[Data entries]:
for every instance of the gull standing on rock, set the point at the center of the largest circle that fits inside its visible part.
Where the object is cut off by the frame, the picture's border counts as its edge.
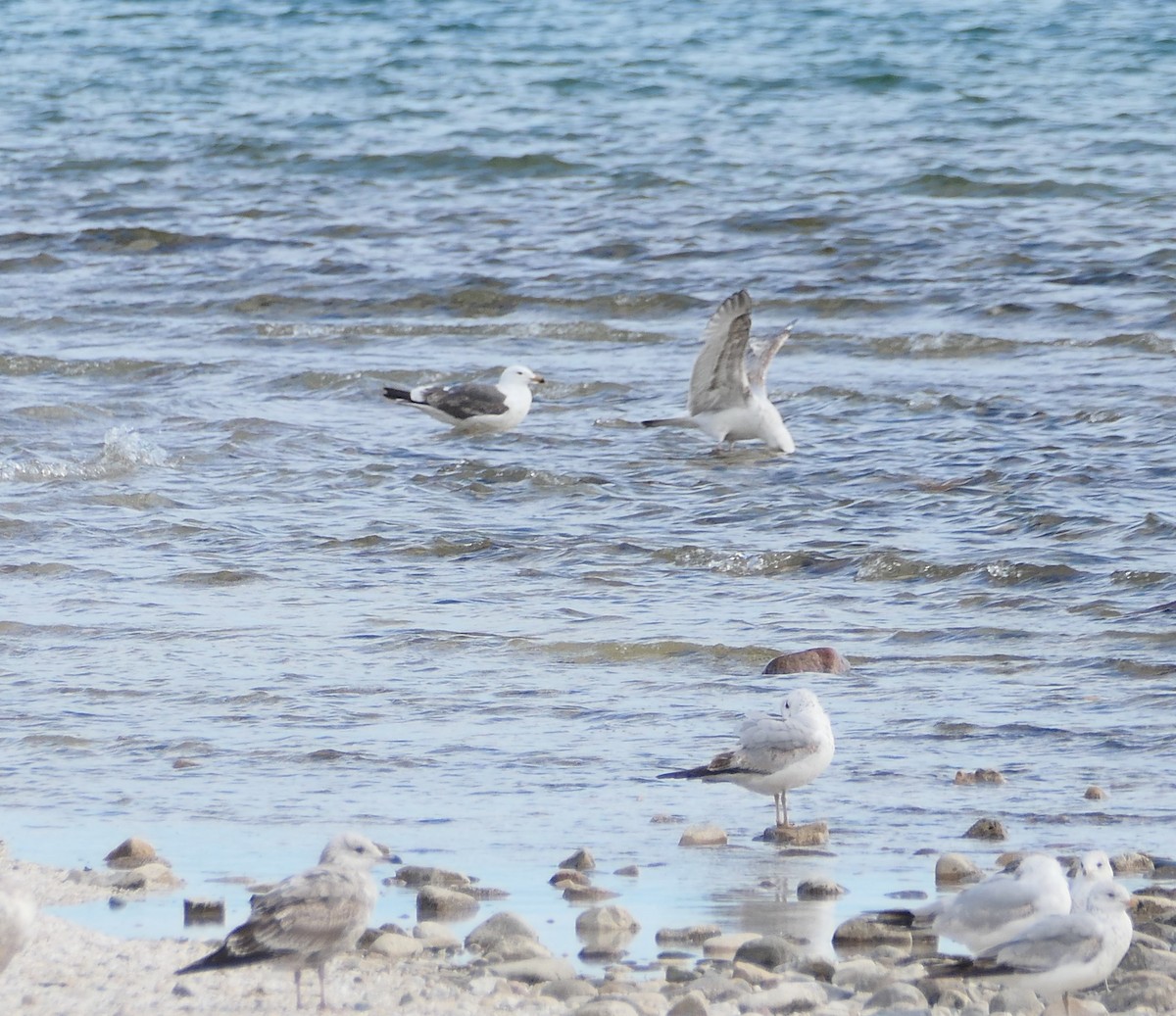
(776, 753)
(728, 394)
(470, 407)
(17, 914)
(997, 909)
(307, 918)
(1061, 952)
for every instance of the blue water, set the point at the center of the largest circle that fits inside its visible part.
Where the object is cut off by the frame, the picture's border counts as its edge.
(224, 227)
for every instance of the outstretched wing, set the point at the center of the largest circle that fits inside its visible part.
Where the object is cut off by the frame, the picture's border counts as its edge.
(718, 380)
(760, 356)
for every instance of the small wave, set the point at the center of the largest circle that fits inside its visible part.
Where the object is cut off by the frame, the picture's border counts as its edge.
(123, 451)
(1010, 573)
(944, 345)
(740, 564)
(891, 565)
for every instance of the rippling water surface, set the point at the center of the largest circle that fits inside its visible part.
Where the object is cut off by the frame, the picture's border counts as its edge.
(226, 227)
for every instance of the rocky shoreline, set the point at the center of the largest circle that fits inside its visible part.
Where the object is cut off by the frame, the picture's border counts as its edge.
(503, 965)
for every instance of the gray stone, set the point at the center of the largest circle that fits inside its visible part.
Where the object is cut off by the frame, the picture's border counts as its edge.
(704, 836)
(864, 932)
(862, 975)
(497, 928)
(789, 997)
(607, 1006)
(693, 1003)
(606, 921)
(580, 861)
(436, 936)
(898, 994)
(415, 876)
(535, 971)
(1144, 988)
(130, 852)
(568, 991)
(820, 889)
(987, 829)
(694, 935)
(954, 868)
(769, 952)
(434, 902)
(397, 946)
(1018, 1000)
(1133, 863)
(723, 946)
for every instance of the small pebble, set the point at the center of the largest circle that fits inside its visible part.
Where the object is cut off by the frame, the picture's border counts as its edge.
(987, 829)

[What to work on]: Copy the data from the line with "for every instance of the gray" through the end of the data, swapping "picture's border" for "image's border" and leaving everything else as it is.

[Result]:
for every instance of the gray stone, set the point at the center of the largest circle that fits inside its visible part.
Where the object is cut off by the frame, the image's border counts as its edge.
(704, 836)
(864, 932)
(862, 975)
(497, 928)
(789, 997)
(607, 1006)
(693, 1003)
(606, 921)
(580, 861)
(436, 936)
(898, 994)
(415, 876)
(535, 971)
(1144, 988)
(130, 852)
(568, 991)
(820, 889)
(987, 829)
(694, 935)
(954, 868)
(769, 952)
(434, 902)
(397, 946)
(1018, 1000)
(1133, 863)
(723, 946)
for every instance of the small pebble, set the point at the center of the largest circle that fits inside its visible part.
Where the object is cut off by the frame, the image's border counts as its edge.
(987, 829)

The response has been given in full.